The data:
[Start of Attachment]
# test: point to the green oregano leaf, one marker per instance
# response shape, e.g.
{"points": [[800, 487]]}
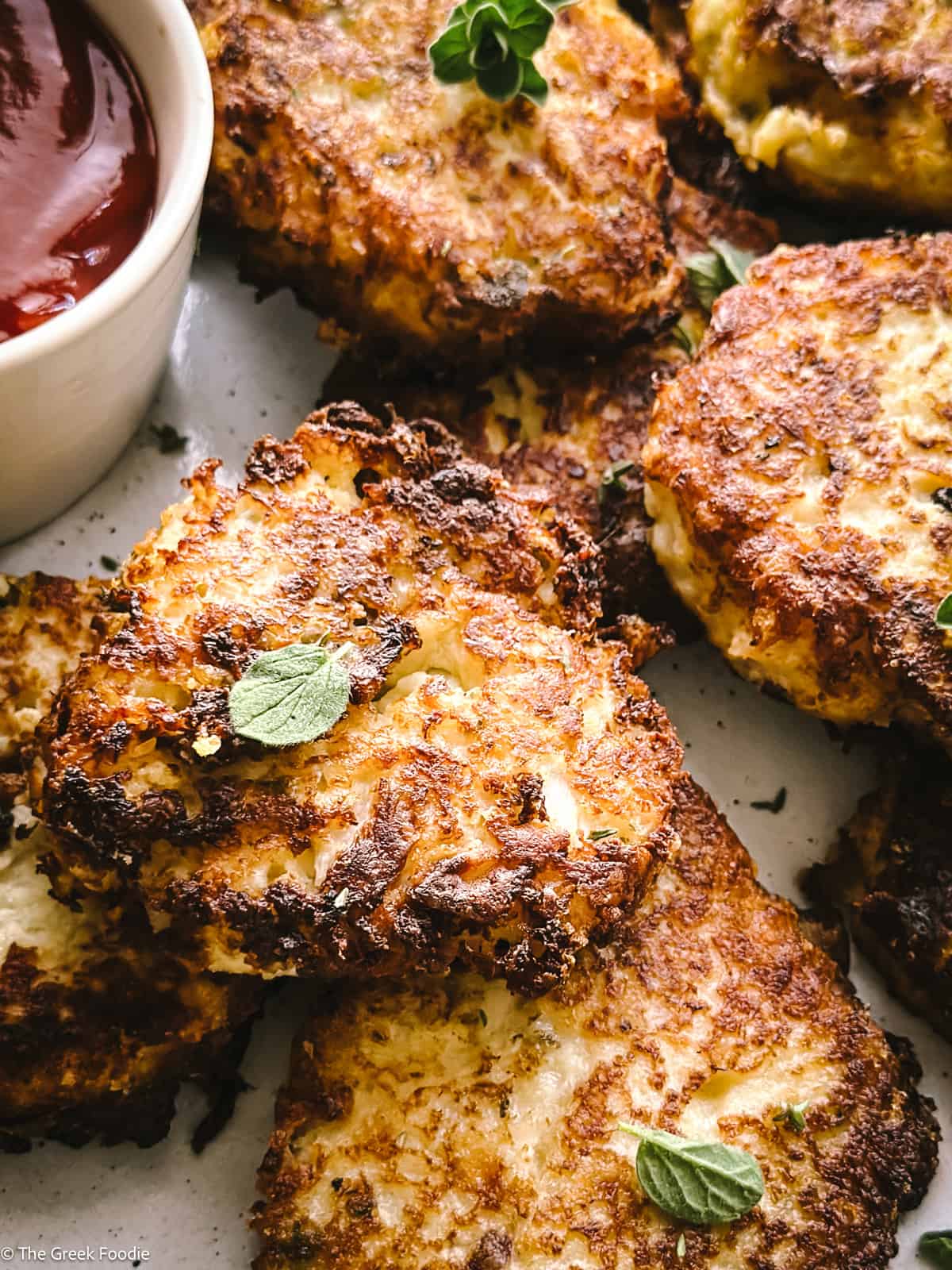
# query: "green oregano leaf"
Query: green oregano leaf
{"points": [[704, 1183], [936, 1246], [501, 80], [292, 695], [716, 271], [735, 262], [683, 338], [493, 42]]}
[End of Attachment]
What you need to do: The lines to retype begin with the one containing "# response shape, e.g." and end with the last line of the records. Reproduce them exactly and omit the pictures.

Response:
# response shape, e.g.
{"points": [[800, 487]]}
# query: "green oregano leaf"
Query: green oregano leaf
{"points": [[704, 1183], [936, 1246], [501, 80], [292, 695], [716, 271], [735, 262], [683, 338], [493, 42]]}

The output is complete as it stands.